From the line that includes "Practice step: put one dot on every instance of the red" to the last line of the records, inclusive, repeat each line exactly.
______
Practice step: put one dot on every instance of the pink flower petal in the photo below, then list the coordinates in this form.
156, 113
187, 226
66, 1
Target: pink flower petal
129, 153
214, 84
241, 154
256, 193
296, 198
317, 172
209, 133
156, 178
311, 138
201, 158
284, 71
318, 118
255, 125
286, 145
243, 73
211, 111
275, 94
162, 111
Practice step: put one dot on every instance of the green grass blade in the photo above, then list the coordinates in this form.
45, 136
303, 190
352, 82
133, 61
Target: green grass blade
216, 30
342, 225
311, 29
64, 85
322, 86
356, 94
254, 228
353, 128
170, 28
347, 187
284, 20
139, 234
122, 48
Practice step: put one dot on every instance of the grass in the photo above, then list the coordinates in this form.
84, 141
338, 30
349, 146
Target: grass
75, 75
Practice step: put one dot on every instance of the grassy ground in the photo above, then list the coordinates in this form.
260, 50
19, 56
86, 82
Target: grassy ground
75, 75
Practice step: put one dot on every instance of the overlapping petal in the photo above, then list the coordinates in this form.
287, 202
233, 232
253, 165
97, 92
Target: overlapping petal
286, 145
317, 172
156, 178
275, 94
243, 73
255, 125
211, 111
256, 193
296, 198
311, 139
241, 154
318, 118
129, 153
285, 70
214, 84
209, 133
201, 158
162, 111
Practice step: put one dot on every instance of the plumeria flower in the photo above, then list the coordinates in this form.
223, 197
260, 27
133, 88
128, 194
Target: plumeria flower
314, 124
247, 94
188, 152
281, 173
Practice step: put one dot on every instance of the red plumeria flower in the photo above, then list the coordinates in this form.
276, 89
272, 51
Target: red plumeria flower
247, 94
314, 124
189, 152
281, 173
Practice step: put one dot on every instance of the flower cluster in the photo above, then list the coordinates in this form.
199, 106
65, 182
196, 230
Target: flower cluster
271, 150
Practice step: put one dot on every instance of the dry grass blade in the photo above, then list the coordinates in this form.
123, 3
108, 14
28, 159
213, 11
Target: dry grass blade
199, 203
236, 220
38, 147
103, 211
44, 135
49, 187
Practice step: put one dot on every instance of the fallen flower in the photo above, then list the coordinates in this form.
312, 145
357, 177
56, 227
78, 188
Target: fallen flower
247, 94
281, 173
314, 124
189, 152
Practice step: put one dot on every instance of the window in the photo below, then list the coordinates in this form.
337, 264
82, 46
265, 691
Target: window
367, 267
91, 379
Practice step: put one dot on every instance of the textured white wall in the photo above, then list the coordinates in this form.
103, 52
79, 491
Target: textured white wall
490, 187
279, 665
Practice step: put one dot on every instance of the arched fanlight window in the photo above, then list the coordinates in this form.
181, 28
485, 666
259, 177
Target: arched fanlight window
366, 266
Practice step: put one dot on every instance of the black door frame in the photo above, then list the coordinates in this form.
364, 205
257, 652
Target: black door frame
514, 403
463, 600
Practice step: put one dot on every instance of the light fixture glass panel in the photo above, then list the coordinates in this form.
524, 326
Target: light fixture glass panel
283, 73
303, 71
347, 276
______
— Output for this task —
Practice step: put one dot on every instance of the red plumeria flower in the photo above, then list the coordinates in this form.
276, 89
272, 51
Target: red plumeria flower
247, 94
314, 124
189, 152
281, 173
Practice step: put one dot on every instance of the flower cluster in the photo above, then list the coordinates in this form.
199, 106
65, 182
196, 230
Target: flower cluster
271, 150
Practice step: put one dot on every instance of the dry grass blade in the photo above, then list the coordinates in this form.
123, 3
108, 14
28, 159
213, 11
Target: dry grass blade
199, 203
236, 220
38, 147
103, 211
44, 135
49, 187
Practice step: put one dot on every instance of the fallen flower in the photo above, then list the coordinates in this form.
312, 145
357, 177
56, 227
78, 188
Target: fallen flower
247, 94
281, 173
314, 124
189, 152
Practice step: put one dot on every instance of the window in the photo below, then list the coordinates in this form.
337, 264
82, 46
265, 691
Target: window
367, 267
91, 379
Practice step: put one dot on every instance of the textured white wall in the photo above, then list the coordinates in this form.
103, 52
79, 491
Target: textured white wall
490, 187
279, 665
Practice step: put one dot on every instance of the arched fanlight window in the photo above, then list the coordinates in this form.
181, 28
485, 666
259, 177
Target: arched fanlight window
366, 266
Practice step: put one dot on every instance of the black door frame in the photo above, then list the coordinates in this form.
364, 205
257, 652
Target: black door frame
514, 403
463, 600
Practice step: put one dot on every instance of the light fixture glass panel in the photo above, then list the coordinates in this form.
524, 326
Target: light fixture glass panel
283, 73
303, 71
347, 276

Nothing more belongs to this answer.